## Secção do documento
- - -

Está a desenvolver uma série de concertos através do projecto “Nanutu Sax From Angola”, iniciado em Setembro do corrente ano, com o qual celebra os 50 anos de carreira que vai ser assinalado no próximo ano. Por que o projecto teve início fora do país?
É um projecto que iniciou em Setembro, estive nos EUA, Inglaterra, França, Bélgica, Holanda, Alemanha e Espanha. Comecei a realizar estes concertos fora do país devido à oportunidade que surgiu. Como já tinha o projecto montado, aproveitei, comecei logo a apresentar o “Nanutu Sax From Angola cinco décadas”.
São de facto 50 anos de carreira e é um inédito para um instrumentista, no caso saxofonista angolano, ter alcançado esta meta com uma carreira internacional.
Não existe na história do país tal facto, nem vejo assim, a curto prazo, outro instrumentista que faça igual, porque eu comecei antes da Independência Nacional. Esta jornada vai terminar a 11 de Novembro do próximo ano, no país.
Como foi a sua apresentação nos sete países onde esteve? Deu para interagir com a comunidade angolana?
Só para explicar, os meus eventos não são propriamente só para a comunidade angolana, embora o faça pontualmente. Estou a tocar em vários eventos, com vários caracteres, que pertencem ao World Music, o mundo da música, e em grandes festivais pelo mundo fora.
E, portanto, este é o conceito, é a demonstração de que a música instrumental angolana ganhou uma dimensão internacional sem que eu próprio tivesse a noção de que isso iria acontecer.

- - -

## Tarefa A
Conte as linhas abaixo que contêm a palavra "slate" e indique apenas esse número.

## Linhas fornecidas
- - -

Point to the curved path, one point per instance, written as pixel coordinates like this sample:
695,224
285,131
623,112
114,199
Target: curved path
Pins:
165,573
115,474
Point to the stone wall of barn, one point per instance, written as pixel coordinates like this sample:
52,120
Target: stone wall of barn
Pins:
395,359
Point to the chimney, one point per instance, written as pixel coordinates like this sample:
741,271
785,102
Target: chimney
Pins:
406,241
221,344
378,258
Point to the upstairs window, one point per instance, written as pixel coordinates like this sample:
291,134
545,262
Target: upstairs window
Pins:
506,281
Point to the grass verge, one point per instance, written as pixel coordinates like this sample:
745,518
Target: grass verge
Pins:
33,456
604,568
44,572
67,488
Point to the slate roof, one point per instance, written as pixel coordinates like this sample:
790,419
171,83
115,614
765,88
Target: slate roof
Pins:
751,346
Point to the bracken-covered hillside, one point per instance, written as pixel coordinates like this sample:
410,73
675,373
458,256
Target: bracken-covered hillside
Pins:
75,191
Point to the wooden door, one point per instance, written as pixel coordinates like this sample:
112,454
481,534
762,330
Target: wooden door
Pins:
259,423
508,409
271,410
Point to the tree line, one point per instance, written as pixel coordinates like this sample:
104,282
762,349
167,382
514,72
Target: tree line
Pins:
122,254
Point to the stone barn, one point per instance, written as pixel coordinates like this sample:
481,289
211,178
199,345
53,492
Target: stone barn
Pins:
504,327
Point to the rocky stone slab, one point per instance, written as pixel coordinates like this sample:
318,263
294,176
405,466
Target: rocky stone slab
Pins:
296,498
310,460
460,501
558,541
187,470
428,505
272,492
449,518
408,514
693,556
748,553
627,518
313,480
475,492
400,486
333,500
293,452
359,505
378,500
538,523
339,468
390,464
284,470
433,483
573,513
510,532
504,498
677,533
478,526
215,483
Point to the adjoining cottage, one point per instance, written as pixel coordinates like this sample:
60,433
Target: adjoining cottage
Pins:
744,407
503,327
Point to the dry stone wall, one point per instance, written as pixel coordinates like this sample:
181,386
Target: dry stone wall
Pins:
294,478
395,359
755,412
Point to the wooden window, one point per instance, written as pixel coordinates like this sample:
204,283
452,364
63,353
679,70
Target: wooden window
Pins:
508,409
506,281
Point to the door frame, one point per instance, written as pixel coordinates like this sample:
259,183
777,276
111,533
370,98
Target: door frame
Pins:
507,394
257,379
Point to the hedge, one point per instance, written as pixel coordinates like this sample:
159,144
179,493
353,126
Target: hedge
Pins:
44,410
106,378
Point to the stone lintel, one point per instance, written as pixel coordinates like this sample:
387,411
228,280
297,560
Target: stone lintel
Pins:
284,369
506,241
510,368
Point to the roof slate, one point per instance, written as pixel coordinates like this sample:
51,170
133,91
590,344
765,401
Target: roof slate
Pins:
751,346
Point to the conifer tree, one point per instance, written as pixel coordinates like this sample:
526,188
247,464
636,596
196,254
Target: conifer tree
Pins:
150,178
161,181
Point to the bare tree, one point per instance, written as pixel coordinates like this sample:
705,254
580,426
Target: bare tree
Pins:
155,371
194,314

- - -

## Tarefa B
Continue a entrevista sobre o projecto “Nanutu Sax From Angola” a partir do ponto em que termina.

## Resposta escrita A
4

## Resposta escrita B
Conforme expliquei, o formato que estou a apresentar lá fora depende muito do espaço, essencialmente. Se for em auditórios, os músicos são mais reduzidos, se for num espaço de grande dimensão, há mais músicos.
E no país, os concertos terão o mesmo formato?
É o mesmo que vai acontecer cá no país, com outras nuances que a breve trecho irão ver porque cabe, acima de tudo, perceberem que não vou apresentar só uma parte electrónica, vou apresentar também uma parte tradicional, com instrumentos tradicionais, o que vai ser, de facto, uma surpresa porque o projecto que tenho abrange várias áreas da música e vão perceber que nunca foi feito no país: vou usar como melhor indicador os instrumentos tradicionais, todos acústicos.
Eles baseiam-se desde a Ngoma Grave, Ngoma Média, Kibabelo, Mukindu, Dicanza, entre outros, misturados com este lado tradicional, e os cantos tradicionais. Vão ter cantos populares e depois uma parte electrónica que entra o estilo Semba, Kilapanga, Tchianda e outros. Portanto, isso vai ter um processo de um ano, com vários conceitos.
O que vou fazer aqui é valorizar os nossos músicos porque lá fora, por questões de logística, é complexo, quer a nível de obtenção de visto, quer de deslocação dos nossos músicos. Há esse problema.
Nos concertos fora do país, teve a participação de músicos locais?
Facilita muito mais eu trabalhar com músicos africanos de vários países que estão a residir em França, que é a Banda Formação e está com seis músicos: do Senegal, Costa do Marfim, Nigéria, Togo, Gabão. Portanto, França, acima de tudo, Paris é o centro da música africana e os melhores têm de lá estar. Esta é a formação com quem trabalho lá fora.
Cá, no país, já é uma outra formação, são essencialmente 100% dos músicos angolanos porque faço questão de ser não só apresentado, mas também filmado, porque é um dos défices que nós temos na apresentação da música angolana lá fora.
Como assim?!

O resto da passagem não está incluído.